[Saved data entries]
# # # # # # #

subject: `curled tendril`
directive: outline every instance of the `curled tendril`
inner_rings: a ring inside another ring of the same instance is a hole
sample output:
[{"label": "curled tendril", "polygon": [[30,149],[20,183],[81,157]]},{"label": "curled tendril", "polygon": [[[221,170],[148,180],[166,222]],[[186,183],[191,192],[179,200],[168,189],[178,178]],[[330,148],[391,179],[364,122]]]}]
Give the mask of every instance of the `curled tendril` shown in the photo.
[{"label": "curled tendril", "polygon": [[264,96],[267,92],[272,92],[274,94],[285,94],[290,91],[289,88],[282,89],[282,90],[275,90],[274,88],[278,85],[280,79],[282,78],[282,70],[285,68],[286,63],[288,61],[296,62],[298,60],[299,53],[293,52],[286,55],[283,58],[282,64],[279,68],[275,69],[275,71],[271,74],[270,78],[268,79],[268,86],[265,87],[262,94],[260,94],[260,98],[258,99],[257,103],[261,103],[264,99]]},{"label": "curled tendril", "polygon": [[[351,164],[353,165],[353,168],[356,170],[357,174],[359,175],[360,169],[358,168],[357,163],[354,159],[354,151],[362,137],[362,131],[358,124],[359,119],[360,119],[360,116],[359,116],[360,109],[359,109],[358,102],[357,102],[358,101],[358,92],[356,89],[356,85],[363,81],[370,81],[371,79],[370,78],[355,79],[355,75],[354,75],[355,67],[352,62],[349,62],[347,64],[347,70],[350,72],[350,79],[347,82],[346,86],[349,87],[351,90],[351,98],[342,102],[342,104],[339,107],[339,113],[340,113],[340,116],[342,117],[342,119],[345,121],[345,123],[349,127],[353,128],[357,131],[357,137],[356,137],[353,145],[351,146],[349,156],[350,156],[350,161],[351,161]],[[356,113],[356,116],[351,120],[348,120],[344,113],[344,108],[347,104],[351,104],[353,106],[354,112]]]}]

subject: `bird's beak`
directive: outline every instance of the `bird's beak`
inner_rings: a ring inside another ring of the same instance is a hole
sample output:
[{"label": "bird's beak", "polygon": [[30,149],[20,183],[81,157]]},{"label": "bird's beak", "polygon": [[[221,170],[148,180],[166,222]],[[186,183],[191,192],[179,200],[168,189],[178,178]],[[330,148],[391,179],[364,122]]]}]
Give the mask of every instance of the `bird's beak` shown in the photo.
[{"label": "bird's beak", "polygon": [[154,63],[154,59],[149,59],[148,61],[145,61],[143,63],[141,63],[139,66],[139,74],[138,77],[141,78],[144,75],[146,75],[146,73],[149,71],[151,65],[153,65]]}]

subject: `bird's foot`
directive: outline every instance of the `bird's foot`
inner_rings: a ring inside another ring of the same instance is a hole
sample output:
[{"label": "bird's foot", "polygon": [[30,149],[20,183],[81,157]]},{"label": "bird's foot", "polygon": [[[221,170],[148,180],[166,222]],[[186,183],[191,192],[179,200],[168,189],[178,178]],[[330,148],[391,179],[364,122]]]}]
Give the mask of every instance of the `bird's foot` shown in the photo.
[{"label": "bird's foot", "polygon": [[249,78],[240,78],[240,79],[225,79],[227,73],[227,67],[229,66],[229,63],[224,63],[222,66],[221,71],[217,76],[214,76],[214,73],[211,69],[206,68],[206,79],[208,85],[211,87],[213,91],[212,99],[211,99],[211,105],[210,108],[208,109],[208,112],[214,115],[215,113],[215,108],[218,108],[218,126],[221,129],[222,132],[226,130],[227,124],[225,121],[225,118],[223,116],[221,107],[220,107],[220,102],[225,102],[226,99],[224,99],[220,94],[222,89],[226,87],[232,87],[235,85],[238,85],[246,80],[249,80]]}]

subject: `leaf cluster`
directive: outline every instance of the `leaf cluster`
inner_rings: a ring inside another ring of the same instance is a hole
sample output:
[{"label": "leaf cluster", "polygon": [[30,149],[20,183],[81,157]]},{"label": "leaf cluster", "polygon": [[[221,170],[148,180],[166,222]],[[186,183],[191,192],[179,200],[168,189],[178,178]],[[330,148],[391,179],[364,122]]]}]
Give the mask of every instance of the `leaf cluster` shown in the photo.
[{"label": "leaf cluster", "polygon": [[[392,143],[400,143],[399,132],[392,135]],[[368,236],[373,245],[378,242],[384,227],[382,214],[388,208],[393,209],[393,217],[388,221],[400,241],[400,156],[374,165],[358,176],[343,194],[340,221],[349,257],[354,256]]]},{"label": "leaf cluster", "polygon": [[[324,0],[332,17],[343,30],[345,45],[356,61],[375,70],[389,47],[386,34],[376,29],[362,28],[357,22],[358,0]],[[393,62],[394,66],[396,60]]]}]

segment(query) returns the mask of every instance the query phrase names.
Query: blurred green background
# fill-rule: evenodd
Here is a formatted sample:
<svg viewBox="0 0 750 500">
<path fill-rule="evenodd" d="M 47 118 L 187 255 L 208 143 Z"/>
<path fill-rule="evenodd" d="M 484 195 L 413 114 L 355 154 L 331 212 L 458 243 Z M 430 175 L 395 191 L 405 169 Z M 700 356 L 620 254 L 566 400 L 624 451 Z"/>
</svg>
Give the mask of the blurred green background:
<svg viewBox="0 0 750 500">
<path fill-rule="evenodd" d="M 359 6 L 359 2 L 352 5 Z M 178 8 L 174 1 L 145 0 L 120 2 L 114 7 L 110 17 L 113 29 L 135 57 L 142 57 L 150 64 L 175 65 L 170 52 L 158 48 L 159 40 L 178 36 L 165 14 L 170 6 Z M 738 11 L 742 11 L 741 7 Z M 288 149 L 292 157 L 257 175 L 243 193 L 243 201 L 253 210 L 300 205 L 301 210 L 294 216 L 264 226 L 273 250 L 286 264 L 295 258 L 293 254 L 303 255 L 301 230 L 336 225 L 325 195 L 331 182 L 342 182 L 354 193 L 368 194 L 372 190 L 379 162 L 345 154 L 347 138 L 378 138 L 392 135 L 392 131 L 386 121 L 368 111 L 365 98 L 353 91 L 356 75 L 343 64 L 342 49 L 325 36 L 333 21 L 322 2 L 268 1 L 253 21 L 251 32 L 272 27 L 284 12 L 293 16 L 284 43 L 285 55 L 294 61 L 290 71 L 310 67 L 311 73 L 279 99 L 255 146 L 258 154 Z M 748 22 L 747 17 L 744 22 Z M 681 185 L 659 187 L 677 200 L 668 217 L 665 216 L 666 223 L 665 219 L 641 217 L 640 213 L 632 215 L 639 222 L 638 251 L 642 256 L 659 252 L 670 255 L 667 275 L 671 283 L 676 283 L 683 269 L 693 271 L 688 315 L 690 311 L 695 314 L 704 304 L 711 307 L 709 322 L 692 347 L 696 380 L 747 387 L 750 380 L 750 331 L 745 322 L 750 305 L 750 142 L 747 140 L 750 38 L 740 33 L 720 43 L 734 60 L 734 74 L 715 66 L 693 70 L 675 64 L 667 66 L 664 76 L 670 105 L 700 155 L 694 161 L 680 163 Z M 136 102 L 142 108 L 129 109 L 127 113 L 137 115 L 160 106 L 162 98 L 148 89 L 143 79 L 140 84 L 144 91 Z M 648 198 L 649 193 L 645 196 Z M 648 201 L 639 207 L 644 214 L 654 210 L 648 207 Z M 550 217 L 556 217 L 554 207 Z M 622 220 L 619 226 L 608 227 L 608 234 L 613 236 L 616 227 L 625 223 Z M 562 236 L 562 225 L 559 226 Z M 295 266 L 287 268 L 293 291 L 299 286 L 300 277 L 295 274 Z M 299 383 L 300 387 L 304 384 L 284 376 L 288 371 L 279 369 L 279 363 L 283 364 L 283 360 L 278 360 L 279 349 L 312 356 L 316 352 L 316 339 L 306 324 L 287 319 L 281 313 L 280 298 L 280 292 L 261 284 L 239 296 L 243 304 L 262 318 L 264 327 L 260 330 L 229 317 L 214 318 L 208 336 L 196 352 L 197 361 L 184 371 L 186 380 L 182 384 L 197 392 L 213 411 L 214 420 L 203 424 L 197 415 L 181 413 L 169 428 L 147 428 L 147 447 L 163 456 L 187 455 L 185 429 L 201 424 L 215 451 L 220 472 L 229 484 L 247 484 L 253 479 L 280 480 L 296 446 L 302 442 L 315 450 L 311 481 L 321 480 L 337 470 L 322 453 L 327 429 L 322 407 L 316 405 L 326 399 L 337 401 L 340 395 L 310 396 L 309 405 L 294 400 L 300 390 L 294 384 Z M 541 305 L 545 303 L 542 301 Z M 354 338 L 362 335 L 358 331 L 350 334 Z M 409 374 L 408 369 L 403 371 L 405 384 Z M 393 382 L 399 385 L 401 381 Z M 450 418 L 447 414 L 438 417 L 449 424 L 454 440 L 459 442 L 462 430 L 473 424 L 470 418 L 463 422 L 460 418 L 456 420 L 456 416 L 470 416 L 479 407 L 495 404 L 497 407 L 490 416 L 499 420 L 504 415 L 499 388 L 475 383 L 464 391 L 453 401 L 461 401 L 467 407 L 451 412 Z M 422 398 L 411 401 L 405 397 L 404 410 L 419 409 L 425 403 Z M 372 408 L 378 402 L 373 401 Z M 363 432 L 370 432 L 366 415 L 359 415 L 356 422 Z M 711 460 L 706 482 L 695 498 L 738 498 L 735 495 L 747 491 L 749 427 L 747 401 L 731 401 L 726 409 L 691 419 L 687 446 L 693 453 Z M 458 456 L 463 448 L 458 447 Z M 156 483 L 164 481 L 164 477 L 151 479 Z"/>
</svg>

# # # # # # #

Determine how many lines above contain "subject" and respond with that number only.

▸ RESULT OF THIS EXERCISE
4